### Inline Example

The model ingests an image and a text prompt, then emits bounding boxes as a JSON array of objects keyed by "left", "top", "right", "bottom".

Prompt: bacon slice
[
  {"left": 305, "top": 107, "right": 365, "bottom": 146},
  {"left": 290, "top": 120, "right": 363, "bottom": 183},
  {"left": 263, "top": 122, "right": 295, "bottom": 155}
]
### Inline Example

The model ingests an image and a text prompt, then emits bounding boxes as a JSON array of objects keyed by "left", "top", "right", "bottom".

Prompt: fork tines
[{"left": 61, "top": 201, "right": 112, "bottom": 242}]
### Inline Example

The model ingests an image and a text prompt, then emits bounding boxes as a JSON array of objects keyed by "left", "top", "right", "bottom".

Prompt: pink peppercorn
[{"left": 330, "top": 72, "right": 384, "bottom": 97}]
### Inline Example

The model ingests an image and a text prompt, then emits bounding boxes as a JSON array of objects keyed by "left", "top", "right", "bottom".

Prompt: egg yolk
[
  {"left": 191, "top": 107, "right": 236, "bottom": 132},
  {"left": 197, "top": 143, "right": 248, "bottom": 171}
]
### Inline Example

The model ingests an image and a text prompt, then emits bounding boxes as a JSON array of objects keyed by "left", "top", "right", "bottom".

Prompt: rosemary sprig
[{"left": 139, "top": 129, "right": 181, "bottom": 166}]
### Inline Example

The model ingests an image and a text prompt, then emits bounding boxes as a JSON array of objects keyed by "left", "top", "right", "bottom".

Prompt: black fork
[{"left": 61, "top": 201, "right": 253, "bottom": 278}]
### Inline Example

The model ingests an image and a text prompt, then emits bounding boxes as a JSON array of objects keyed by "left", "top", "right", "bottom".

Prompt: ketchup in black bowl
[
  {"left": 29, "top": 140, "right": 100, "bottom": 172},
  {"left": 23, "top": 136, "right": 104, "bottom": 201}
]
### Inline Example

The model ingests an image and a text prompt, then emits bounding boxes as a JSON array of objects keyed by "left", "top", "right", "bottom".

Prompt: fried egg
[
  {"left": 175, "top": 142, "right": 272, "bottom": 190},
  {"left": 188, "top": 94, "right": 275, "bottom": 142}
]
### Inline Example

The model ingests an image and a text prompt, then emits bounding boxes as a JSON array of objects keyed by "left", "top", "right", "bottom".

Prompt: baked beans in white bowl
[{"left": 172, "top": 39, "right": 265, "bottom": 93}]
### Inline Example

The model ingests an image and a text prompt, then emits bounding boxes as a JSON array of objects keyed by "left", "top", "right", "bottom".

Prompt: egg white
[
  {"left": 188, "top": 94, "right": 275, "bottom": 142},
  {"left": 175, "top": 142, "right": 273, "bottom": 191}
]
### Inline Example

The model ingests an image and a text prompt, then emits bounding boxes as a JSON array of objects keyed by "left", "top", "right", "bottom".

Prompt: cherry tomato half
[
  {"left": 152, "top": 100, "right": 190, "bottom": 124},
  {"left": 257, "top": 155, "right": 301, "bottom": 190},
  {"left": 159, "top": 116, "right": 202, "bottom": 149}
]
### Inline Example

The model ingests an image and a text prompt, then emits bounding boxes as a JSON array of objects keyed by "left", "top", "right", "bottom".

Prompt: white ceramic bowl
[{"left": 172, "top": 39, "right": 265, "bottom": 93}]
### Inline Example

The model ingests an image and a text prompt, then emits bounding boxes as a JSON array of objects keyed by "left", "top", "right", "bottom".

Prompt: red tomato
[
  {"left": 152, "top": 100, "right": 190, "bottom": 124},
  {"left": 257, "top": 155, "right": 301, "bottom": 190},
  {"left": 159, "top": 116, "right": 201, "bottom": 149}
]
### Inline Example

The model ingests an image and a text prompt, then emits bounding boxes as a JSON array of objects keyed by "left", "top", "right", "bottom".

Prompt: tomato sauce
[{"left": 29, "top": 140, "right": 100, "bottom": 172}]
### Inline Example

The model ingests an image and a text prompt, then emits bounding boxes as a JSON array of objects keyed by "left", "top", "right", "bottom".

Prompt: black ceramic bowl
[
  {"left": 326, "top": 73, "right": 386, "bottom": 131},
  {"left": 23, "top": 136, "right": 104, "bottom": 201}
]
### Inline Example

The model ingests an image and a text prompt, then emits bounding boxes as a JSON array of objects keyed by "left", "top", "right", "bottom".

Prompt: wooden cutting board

* _What the task requires_
Restate the records above in full, keeping each line exactly as it stands.

* _Exercise solution_
### Inline Example

The model ingests an image and a text prompt, then emits bounding boxes as a JSON array of objects keyed by "left", "top", "right", "bottom".

Prompt: bacon slice
[
  {"left": 305, "top": 107, "right": 365, "bottom": 146},
  {"left": 290, "top": 120, "right": 363, "bottom": 183},
  {"left": 263, "top": 122, "right": 295, "bottom": 155}
]
### Inline Example

The model ingests an image and a text prompt, then emits bounding boxes as a JSON array of objects keyed by "left", "top", "right", "bottom".

Prompt: fork tines
[{"left": 61, "top": 201, "right": 112, "bottom": 242}]
### Inline Example

The model ingests an image and a text prompt, then emits bounding boxes as a JSON array of objects keyed by "left", "top", "right", "bottom".

Prompt: pink peppercorn
[{"left": 330, "top": 72, "right": 384, "bottom": 97}]
### Inline Example

The model ingests an image and a text prompt, then emits bounding boxes as a JSON array of objects keyed by "left", "top", "right", "bottom".

Prompt: egg yolk
[
  {"left": 191, "top": 107, "right": 236, "bottom": 132},
  {"left": 197, "top": 143, "right": 248, "bottom": 171}
]
### Inline Example

The model ingests an image and a text prompt, then emits bounding boxes as a JSON array of objects keyed by "left", "top", "right", "bottom".

Prompt: rosemary sprig
[{"left": 139, "top": 129, "right": 181, "bottom": 166}]
### Inline Example

The model ingests an image and a text prompt, then emits bounding boxes as a JSON array of objects keyed by "left", "top", "right", "bottom".

Prompt: black fork
[{"left": 61, "top": 201, "right": 253, "bottom": 278}]
### Inline Example

The model ingests an image and a text prompt, then emits bounding boxes as a JSON array of objects keyed by "left", "top", "right", "bottom".

Prompt: ketchup in black bowl
[
  {"left": 29, "top": 140, "right": 100, "bottom": 172},
  {"left": 23, "top": 136, "right": 104, "bottom": 201}
]
### Inline Example

The model ingests an image and a text prompt, then emits bounding boxes as a JSON array of objects keyed by "left", "top", "right", "bottom".

Prompt: fried egg
[
  {"left": 175, "top": 142, "right": 272, "bottom": 190},
  {"left": 188, "top": 94, "right": 275, "bottom": 142}
]
### Inline Example

The model ingests an image and a text prompt, then emits bounding boxes as a JSON array of objects keyed by "left", "top", "right", "bottom".

Prompt: baked beans in white bowl
[{"left": 172, "top": 39, "right": 265, "bottom": 93}]
### Inline Example

The model ingests an image and a text prompt, then emits bounding boxes as a JSON array of objects keyed by "left", "top", "right", "bottom".

Prompt: egg white
[
  {"left": 188, "top": 94, "right": 275, "bottom": 142},
  {"left": 175, "top": 142, "right": 273, "bottom": 191}
]
### Inline Example

The model ingests an image and a text prompt, then emits bounding boxes as a JSON array of objects keyed by "left", "top", "right", "bottom".

Prompt: cherry tomato half
[
  {"left": 152, "top": 100, "right": 190, "bottom": 124},
  {"left": 257, "top": 155, "right": 301, "bottom": 190},
  {"left": 159, "top": 116, "right": 202, "bottom": 149}
]
### Inline Example

The model ingests an image and a text prompt, then emits bounding boxes as a JSON array of objects keyed by "left", "top", "right", "bottom".

Prompt: white ceramic bowl
[{"left": 172, "top": 39, "right": 265, "bottom": 93}]
### Inline Example

The model ingests an image and a text prompt, then emits bounding boxes as a JSON array of objects keyed by "left", "top", "right", "bottom".

Prompt: red tomato
[
  {"left": 152, "top": 100, "right": 190, "bottom": 124},
  {"left": 257, "top": 155, "right": 301, "bottom": 190},
  {"left": 159, "top": 116, "right": 201, "bottom": 149}
]
### Inline Example

The model ingests an image and a text prompt, then emits bounding boxes as a JSON array of objects keyed by "left", "top", "right", "bottom".

Prompt: tomato sauce
[{"left": 29, "top": 140, "right": 100, "bottom": 172}]
### Inline Example

The model ingests an image and a text prompt, then emits bounding boxes as a JSON array of objects keyed by "left", "top", "right", "bottom".

Prompt: black ceramic bowl
[
  {"left": 326, "top": 73, "right": 386, "bottom": 131},
  {"left": 23, "top": 136, "right": 104, "bottom": 201}
]
### Inline Example

The model ingests an image and a text prompt, then emits bounding boxes as a JSON array of objects keyed by "left", "top", "right", "bottom".

Prompt: wooden cutting board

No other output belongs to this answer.